§ Requirement 1: Copy out the records below word for word, starting at the line that contains "mark the region of every instance of the twig" and ending at the last line of the records.

§ Extract to read:
Wednesday, January 21, 2015

Writing in Cambodia, land of tuk tuks

I once wrote an article for an online arts journal about the writer's retreats I run, and instead of using my title, Holidays That Inspire, the editor changed it to something like How Rich Writers Travel.  Horrified, I asked her to change it back, which she did, not before remarking - but it got lots of hits!

Temple Writing in Burma 2013

The inference that you had to be rich to join an international writers retreat; that it is somehow a luxury, even an indulgence to spend your time in such a pursuit, disturbed me. Nothing could be further than the truth. Some people who come do have what I call 'spare money' it's true, usually well earned super or savings, and most who come have more money than me. Although I do remember one person getting a Centrelink loan to come to Morocco which I thought was brilliant.

Part of the inference too is that - as only the rich can afford to travel, we would stay in luxury villas and view our surroundings from afar, taking what we need for our writing and leaving nothing in return. This idea is also abhorrent for as much as possible I always try find a way to not only meet local writers and artists but invite them to join our workshops and events.

Bayon Temple

In March this year Writer's Journey heads to Angkor Wat for seven days temple wandering,  writing, jotting, sketching, painting, meditating, brainstorming, photographing, filming, while learning how to tell a good story.

Open to creative artists of all modalities: painters, poets, photographers,filmsters, performers, writers, doodlers, journalers, we travel into the heart and spirit of our creativity as we explore the ancient temples of Angkor Wat and its surrounds for the purpose making a creative work — collection of poems, sketches, paintings, a creative journal, a short story, notes for a novel, exhibition of photos, short film to be presented at a showing/presentation on our final evening.

Spatial annotation records:

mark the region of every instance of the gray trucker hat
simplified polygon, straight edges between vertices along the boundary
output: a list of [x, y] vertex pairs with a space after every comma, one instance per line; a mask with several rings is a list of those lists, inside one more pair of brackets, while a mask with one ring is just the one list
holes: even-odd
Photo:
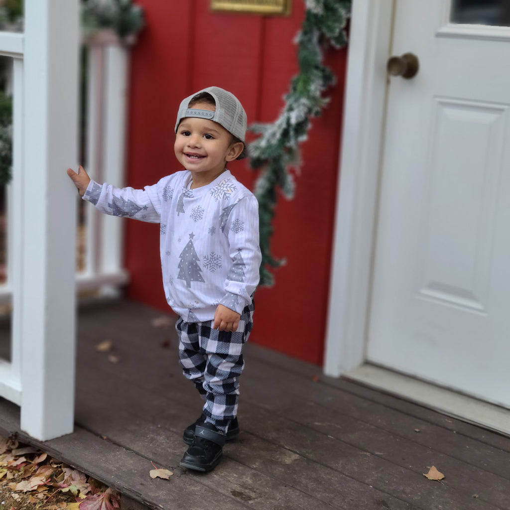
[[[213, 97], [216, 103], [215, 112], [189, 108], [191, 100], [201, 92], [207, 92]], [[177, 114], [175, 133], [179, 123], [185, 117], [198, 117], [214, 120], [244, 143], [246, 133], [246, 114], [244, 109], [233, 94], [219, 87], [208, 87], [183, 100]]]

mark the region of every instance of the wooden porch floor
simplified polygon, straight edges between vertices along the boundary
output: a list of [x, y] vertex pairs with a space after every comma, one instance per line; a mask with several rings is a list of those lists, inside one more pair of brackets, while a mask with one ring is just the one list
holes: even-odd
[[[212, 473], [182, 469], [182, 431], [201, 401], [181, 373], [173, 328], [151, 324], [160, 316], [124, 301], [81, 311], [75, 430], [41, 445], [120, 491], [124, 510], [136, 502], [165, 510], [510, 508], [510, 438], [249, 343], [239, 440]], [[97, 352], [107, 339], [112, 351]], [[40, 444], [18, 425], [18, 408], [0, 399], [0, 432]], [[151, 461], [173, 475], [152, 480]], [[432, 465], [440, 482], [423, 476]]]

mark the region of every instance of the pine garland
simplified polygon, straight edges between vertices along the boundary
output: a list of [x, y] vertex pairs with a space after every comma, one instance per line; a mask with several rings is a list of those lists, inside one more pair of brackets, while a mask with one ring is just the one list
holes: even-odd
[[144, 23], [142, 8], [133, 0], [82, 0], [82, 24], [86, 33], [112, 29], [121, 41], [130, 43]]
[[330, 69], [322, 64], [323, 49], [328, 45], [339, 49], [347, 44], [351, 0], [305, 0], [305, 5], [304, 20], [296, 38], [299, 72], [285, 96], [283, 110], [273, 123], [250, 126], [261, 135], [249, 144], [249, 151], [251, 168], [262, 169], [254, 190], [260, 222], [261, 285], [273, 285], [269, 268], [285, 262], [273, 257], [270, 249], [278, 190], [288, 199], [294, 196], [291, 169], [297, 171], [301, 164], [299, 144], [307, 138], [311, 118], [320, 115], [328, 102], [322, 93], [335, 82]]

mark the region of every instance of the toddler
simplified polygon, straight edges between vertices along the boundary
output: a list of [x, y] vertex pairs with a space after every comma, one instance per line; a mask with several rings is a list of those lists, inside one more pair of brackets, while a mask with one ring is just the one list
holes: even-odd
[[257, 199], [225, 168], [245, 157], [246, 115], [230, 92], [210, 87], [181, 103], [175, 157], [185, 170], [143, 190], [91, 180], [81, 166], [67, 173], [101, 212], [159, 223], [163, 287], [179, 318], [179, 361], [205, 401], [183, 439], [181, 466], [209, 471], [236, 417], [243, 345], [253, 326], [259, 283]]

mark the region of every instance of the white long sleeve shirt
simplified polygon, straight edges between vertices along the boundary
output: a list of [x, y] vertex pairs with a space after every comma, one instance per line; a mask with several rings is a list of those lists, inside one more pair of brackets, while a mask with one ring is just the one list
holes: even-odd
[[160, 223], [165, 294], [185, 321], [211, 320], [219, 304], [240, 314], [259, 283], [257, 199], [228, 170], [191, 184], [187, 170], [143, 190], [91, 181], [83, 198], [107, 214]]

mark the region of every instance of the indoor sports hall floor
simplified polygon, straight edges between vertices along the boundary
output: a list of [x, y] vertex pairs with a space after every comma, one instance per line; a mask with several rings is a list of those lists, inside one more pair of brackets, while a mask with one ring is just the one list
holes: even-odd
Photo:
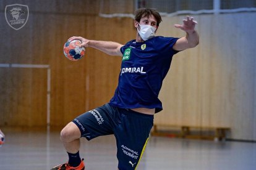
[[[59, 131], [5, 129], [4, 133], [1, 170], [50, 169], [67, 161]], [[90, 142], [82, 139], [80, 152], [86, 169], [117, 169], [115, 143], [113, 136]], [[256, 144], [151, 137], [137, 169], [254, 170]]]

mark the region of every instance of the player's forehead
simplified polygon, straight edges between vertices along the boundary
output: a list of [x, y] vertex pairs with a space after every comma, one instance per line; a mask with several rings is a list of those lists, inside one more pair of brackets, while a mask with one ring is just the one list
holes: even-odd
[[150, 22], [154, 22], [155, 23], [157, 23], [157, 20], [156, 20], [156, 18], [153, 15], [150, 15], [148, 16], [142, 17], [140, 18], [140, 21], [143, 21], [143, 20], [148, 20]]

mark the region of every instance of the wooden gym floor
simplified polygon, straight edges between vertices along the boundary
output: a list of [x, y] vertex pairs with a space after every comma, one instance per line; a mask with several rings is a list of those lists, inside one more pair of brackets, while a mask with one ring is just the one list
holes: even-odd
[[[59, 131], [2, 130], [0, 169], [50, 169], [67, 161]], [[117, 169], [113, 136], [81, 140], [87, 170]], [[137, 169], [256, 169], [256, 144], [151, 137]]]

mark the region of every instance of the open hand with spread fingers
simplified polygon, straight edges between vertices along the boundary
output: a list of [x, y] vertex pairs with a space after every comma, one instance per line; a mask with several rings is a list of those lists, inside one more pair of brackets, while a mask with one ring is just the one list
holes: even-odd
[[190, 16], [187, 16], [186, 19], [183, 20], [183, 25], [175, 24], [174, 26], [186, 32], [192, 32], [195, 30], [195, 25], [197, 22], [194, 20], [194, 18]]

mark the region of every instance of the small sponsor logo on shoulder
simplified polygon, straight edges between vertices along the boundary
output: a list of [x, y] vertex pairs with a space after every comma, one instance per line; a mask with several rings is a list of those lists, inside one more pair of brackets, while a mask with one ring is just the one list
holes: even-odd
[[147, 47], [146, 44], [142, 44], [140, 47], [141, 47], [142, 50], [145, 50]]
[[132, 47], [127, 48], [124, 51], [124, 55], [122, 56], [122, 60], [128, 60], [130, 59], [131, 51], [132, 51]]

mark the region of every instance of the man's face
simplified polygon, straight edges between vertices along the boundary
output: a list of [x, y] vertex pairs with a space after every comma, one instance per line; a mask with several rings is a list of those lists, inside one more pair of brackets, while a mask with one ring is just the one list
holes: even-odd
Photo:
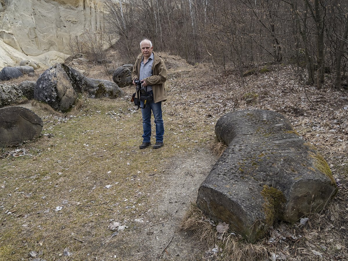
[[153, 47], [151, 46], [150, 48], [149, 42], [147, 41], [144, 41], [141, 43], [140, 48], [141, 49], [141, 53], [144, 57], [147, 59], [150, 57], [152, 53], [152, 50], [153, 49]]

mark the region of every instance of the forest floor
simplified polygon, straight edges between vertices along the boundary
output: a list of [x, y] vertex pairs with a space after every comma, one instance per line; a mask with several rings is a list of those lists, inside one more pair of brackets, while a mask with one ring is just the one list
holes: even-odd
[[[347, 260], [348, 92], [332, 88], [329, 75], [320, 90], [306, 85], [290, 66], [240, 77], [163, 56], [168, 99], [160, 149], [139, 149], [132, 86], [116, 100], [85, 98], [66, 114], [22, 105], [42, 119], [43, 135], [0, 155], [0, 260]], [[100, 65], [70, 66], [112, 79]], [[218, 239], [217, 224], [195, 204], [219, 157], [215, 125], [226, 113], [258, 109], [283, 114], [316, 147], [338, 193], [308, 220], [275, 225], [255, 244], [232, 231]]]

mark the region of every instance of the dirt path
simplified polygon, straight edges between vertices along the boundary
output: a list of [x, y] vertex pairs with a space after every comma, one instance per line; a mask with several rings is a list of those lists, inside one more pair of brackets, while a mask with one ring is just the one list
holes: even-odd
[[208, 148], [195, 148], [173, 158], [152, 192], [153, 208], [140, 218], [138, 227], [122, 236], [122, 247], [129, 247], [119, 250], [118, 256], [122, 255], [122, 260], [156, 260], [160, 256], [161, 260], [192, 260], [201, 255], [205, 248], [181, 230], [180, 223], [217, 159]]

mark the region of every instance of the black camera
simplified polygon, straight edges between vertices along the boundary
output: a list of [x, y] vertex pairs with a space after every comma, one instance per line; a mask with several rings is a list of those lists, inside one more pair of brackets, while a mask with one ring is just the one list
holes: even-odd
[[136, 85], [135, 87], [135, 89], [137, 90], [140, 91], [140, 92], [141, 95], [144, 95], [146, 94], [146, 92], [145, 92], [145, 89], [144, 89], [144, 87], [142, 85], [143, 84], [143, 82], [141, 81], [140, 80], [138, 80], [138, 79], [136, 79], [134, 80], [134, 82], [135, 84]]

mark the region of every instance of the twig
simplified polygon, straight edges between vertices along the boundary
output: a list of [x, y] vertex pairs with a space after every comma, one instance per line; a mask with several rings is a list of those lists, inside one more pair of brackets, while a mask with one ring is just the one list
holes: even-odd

§ Requirement 2: Pick up the blog post about the Angkor Wat writing retreat where it stops and keep writing it.

§ Task result 1:
mark the region of every instance of the twig
simplified polygon, straight edges between vertices along the boundary
output: a list of [x, y] vertex pairs with a space after every comma, one instance per line; a mask with several rings is a list of those lists, inside one more pair of brackets, while a mask with one ring is just the one list
holes: even-odd

§ Task result 2:
Filipino and Cambodian poets at Angkor Wat for Northern Kingdoms Festival

Already the word has gone out to expats and Cambodian nationals that there are sponsored and semi sponsored positions available if they would like to join. Last time I ran workshops in Cambodia we had a great turn out in Sihanoukville, Battambang, Siem Reap and Phnom Penh. Money raised from the workshops was donated to the Ponheary Ly Foundation to buy bicycles for children living in villages around Angkor Wat, who can't afford to get to school.

On that visit I invited Ponheary (I think she is in her sixties now) to our Siem Reap workshop. She said she wasn't much of a writer but she had many stories to tell.

Ponheary Ly, teacher, tour guide, social activist.

During the Khmer Rouge genocide Ponheary's father, a teacher, was killed along with thirteen family members. Those remaining suffered extreme poverty, but knowing the value of education, when Khmer Rouge were deposed, Ponheary became a teacher. She began by supporting one student  from her own earnings, then another and another. After she became a tour guide, tourists would donate to her cause until she met a woman from Austin, Texas, who was so moved by her work she set up a foundation to help. Together with the hard work of numerous volunteers they look after 2500 students. Knowing herself what it means to live only on leaves and sticks for months on end, Ponheary says she can tell just from one look, what level of poverty children are suffering: extreme, moderate, low level.

I'm hoping Ponheary will be our guide on our first day in the temples of Angkor Wat and that some of her staff will attend our workshops as they did before. There is no better way to get to know a country than through the stories of its people. You can read all the tourist books, brochures and blogs about a place, but meet one person and hear their story and your life is changed forever.

Workshop with local writers at Mata Air Festival, Salatiga.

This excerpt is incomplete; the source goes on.